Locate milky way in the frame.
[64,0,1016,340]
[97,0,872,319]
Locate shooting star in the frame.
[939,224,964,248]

-------------------------

■ **Set problem**: Arrange every row above as a numbered list, leaving out any blank lines.

■ **Result of the exercise**:
1. Locate milky way in the frame.
2. [64,0,1016,340]
3. [97,0,872,319]
4. Locate shooting star in the frame.
5. [939,224,964,248]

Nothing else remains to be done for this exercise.